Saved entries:

[Begin]

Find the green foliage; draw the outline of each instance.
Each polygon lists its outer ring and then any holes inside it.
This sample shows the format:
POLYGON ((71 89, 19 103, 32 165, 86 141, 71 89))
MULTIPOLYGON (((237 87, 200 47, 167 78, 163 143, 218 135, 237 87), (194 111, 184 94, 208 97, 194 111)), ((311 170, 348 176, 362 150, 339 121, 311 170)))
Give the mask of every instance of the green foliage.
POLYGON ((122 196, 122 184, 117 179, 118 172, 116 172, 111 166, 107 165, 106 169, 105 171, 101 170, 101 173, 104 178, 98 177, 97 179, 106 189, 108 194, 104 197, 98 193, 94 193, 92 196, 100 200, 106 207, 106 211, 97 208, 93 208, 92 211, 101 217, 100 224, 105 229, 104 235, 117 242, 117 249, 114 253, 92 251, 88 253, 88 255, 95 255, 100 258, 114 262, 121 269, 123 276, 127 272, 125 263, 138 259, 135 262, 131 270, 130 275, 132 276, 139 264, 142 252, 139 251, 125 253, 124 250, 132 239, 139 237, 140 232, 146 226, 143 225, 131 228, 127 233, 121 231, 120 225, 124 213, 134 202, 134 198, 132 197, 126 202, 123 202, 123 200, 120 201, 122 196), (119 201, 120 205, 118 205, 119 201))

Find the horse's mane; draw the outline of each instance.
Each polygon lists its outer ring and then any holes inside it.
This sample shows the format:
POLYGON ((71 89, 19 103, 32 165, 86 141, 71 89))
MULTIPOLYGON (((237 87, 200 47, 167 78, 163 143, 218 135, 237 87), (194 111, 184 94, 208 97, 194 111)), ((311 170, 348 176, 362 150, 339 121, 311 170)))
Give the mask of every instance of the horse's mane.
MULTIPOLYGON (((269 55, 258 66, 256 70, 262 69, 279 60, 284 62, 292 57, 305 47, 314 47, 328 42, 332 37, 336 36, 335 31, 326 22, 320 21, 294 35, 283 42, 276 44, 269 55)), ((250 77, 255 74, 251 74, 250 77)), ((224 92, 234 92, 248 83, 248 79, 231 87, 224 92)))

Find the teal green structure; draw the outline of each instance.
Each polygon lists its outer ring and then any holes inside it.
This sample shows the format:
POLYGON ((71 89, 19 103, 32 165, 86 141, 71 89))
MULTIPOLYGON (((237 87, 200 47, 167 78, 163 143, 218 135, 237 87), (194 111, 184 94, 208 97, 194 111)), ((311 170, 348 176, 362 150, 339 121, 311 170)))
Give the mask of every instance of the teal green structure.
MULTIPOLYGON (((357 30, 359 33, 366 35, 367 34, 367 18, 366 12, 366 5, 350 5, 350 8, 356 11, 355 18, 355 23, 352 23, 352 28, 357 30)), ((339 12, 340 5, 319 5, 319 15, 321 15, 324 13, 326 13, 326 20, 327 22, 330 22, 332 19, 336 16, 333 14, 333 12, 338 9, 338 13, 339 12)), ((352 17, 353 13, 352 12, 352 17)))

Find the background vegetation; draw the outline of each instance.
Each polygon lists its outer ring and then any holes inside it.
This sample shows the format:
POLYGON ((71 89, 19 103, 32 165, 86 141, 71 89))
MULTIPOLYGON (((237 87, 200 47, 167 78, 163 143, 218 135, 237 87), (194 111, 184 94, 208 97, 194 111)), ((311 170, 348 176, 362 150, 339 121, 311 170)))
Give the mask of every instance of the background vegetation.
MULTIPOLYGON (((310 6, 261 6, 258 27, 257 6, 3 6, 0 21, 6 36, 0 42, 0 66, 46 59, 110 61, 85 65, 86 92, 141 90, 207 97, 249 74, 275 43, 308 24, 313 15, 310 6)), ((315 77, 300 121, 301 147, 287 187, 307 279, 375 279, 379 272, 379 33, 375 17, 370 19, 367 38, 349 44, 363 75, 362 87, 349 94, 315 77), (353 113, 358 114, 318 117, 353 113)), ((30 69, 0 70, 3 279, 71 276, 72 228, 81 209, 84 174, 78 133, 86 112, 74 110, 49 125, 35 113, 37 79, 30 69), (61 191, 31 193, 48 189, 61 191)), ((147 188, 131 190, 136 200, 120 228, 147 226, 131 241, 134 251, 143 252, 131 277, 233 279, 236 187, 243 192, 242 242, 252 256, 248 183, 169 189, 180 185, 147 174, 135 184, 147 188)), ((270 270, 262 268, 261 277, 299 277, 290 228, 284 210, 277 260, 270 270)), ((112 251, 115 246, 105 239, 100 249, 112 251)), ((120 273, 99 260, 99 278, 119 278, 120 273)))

[End]

▶ [SET PROBLEM] Please output every record, keeping each line exact.

▶ [WRITTEN RESPONSE]
Find the green foliage; draw the outline of each instance.
Each polygon lists its outer ring and then any holes inside it.
This sample shows the format:
POLYGON ((71 89, 19 103, 32 165, 86 141, 71 89))
MULTIPOLYGON (((237 87, 200 47, 167 78, 163 143, 218 135, 237 87), (194 111, 184 94, 208 97, 194 111)), ((311 170, 348 176, 362 150, 339 121, 311 170)))
Give the mask of every instance of the green foliage.
POLYGON ((122 196, 122 184, 117 179, 118 172, 116 172, 111 166, 107 165, 106 169, 105 171, 101 170, 101 173, 104 178, 98 177, 97 179, 106 189, 108 194, 104 197, 98 193, 94 193, 92 196, 100 200, 106 207, 106 211, 97 208, 93 208, 92 211, 101 217, 100 224, 105 229, 104 235, 117 242, 117 249, 114 253, 92 251, 88 253, 88 255, 95 255, 100 258, 114 262, 121 269, 123 276, 127 272, 125 263, 138 259, 135 262, 131 270, 130 275, 132 276, 139 264, 142 252, 139 251, 125 253, 124 250, 132 239, 139 237, 140 232, 146 226, 143 225, 131 228, 127 233, 121 231, 120 225, 124 213, 134 202, 134 198, 132 197, 126 202, 123 202, 123 200, 120 201, 122 196), (119 201, 120 205, 118 205, 119 201))

Find the horse's mane; draw the outline of each instance.
Each polygon lists its outer ring and then any holes inside it.
This sample shows the format:
POLYGON ((71 89, 19 103, 32 165, 86 141, 71 89))
MULTIPOLYGON (((237 87, 200 47, 167 78, 163 143, 218 135, 237 87), (194 111, 184 94, 208 97, 194 111)), ((311 170, 348 176, 362 150, 339 121, 311 170)))
Give the mask of every instance of the horse's mane.
MULTIPOLYGON (((269 55, 258 66, 256 70, 262 69, 279 60, 284 62, 292 57, 305 47, 314 47, 328 42, 332 37, 336 36, 335 31, 326 22, 320 21, 294 35, 283 42, 276 44, 269 55)), ((250 77, 255 74, 251 74, 250 77)), ((224 92, 234 92, 248 83, 248 79, 231 87, 224 92)))

Find the teal green structure; draw the outline of each instance.
Each polygon lists its outer ring and then any holes inside it.
This sample shows the format:
POLYGON ((71 89, 19 103, 32 165, 86 141, 71 89))
MULTIPOLYGON (((237 87, 200 47, 167 78, 163 143, 218 135, 237 87), (194 111, 184 94, 208 97, 194 111)), ((311 170, 348 176, 362 150, 339 121, 311 170)))
Give the mask of every instance of the teal green structure.
MULTIPOLYGON (((357 30, 359 33, 366 35, 367 34, 367 18, 366 12, 366 5, 350 5, 350 8, 356 11, 355 18, 355 23, 352 23, 352 28, 357 30)), ((339 12, 340 5, 319 5, 319 15, 321 15, 324 13, 326 13, 326 20, 327 22, 330 22, 332 19, 336 16, 333 14, 333 12, 338 9, 338 13, 339 12)), ((352 17, 353 13, 352 12, 352 17)))

Find the background vegetation; draw the outline of each instance.
Each polygon lists its outer ring and then any holes inside it.
This sample shows the format:
POLYGON ((71 89, 19 103, 32 165, 86 141, 71 89))
MULTIPOLYGON (((237 87, 200 47, 167 78, 163 143, 218 135, 237 87), (194 111, 184 94, 208 97, 194 111)), ((311 170, 348 176, 362 150, 339 121, 311 170)))
Give the mask of every instance of the background vegetation.
MULTIPOLYGON (((310 6, 261 6, 258 27, 257 6, 3 6, 0 21, 6 36, 0 42, 0 66, 46 59, 110 61, 85 65, 86 92, 141 90, 207 97, 249 74, 275 43, 308 24, 313 15, 310 6)), ((315 77, 300 121, 301 147, 287 187, 307 279, 375 279, 379 272, 379 33, 375 17, 370 19, 367 38, 349 44, 363 75, 362 87, 349 94, 315 77), (353 113, 358 114, 318 117, 353 113)), ((30 69, 0 70, 3 279, 71 276, 72 228, 81 209, 84 174, 78 133, 86 112, 74 110, 49 125, 35 113, 37 79, 30 69), (61 191, 31 193, 48 189, 61 191)), ((147 188, 131 190, 136 200, 120 228, 147 226, 131 241, 134 251, 143 252, 131 277, 233 279, 236 187, 243 192, 242 242, 252 256, 248 183, 169 189, 180 185, 147 174, 135 184, 147 188)), ((270 270, 262 268, 261 277, 299 277, 290 228, 284 210, 277 260, 270 270)), ((112 251, 115 246, 105 239, 100 249, 112 251)), ((120 273, 99 260, 99 278, 119 278, 120 273)))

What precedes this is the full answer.